• Instructions for the task:
Retype each of the lines below verbatim, from the first to the last, omitting the pictures.

··· Material for this task ···

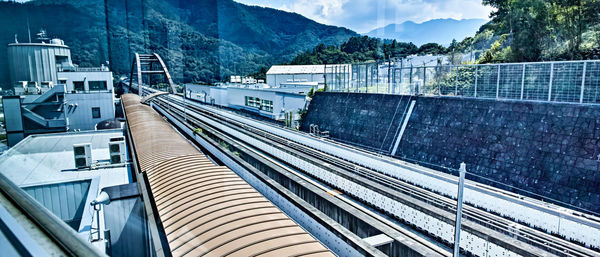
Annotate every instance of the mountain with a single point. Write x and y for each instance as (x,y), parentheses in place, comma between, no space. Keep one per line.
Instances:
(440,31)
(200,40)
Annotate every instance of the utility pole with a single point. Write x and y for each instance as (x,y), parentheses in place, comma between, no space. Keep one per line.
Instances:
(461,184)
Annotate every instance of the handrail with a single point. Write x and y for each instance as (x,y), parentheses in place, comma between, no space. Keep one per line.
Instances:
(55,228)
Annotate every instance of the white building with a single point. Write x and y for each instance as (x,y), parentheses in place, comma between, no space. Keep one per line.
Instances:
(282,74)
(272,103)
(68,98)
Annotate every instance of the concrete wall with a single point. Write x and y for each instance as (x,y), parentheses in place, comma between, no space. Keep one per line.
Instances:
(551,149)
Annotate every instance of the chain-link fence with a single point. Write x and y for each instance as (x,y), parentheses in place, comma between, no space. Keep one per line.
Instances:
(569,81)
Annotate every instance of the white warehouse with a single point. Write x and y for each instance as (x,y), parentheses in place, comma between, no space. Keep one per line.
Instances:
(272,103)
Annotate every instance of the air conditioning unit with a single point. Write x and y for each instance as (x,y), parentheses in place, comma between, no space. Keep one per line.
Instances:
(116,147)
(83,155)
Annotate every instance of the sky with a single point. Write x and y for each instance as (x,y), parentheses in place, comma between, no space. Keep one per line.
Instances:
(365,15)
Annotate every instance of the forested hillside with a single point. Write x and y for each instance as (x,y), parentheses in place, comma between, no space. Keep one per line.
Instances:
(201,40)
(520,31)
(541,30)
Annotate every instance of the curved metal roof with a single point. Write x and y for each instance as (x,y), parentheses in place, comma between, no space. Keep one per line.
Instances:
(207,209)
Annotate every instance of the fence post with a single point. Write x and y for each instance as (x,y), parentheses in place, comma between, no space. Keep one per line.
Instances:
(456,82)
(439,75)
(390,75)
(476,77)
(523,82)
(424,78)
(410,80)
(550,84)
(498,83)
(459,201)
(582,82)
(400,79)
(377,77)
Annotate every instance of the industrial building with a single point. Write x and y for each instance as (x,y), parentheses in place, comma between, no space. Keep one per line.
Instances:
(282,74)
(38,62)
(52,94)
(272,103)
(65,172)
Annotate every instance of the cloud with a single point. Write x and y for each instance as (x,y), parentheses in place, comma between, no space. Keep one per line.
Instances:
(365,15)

···

• Response below:
Annotate every instance of the mountain with a single point. Write x and y for each instance as (x,y), parentheses in place, comma between, no space. Keep one per line.
Instances:
(440,31)
(200,40)
Annotate every instance of the utility pole with a single point. Write x and y for each instance as (x,y), parentheses in place, comma between, no space. Keep one per line.
Instances:
(461,184)
Annotate every instance of the handrail with a single point. Write x and y for each instance as (x,y), parentheses in place, comma between, no space. Keep one per line.
Instances:
(55,228)
Annotate every instance of the white building with a single point. Write x and y for each instance as (x,y), parentheses in place, comma between, no space. Keep one per line.
Instances:
(282,74)
(272,103)
(68,98)
Annotate every instance of the concrete wall with a single point. Write x and y for each instance as (x,y), parentheses in place, comma between, no space. Keep one per line.
Instances:
(551,149)
Annotate every instance of the chain-link fence with a single point. Write x and y for each instance as (x,y), parentheses in place, comma between, no space. Keep one per line.
Instances:
(569,81)
Annotate every instance of the white warehouse with a single point. Write x and y for each instance as (x,y), parentheses in place, comma between, no space. Keep one per line.
Instances:
(272,103)
Annotate every instance of the air conditioning unit with a single point. Write x and y for each instance as (x,y), parentheses in place, comma between, no space. Keep one per line.
Instances:
(116,147)
(83,155)
Annotate every instance of the sky with a single point. Write x and y for each instance as (x,y), parentheses in place, comma between, no space. Keep one per line.
Instances:
(365,15)
Annotate every instance of the forested hillside with a single point. Write x and y for each instance as (x,y), parentheses in place, comma between, no space. Keep one per line.
Instances:
(201,40)
(520,31)
(541,30)
Annotate every instance of the curved metal roof with a single point. Write x and y for each instance as (x,y), parentheses in place, comma between, no space. Keep one per line.
Instances:
(207,209)
Annotate every instance of the fence post with a single point. Write x and y for each instance as (x,y), parentheses in place, comma between, no space. Keep one per line.
Instances:
(456,82)
(439,75)
(390,75)
(476,77)
(523,82)
(424,78)
(410,80)
(550,84)
(498,83)
(459,201)
(582,82)
(400,79)
(377,77)
Annotate every instance of the industrial building with a single point. Write x and y for each instance as (x,y), parentheses in place, comma between, no space. Keep one per line.
Instances:
(282,74)
(38,62)
(52,94)
(272,103)
(65,172)
Annotate every instance of the cloud with a single point. Write x and y for each instance as (x,y), parentheses in place, comma between, no space. Keep one per line.
Instances:
(365,15)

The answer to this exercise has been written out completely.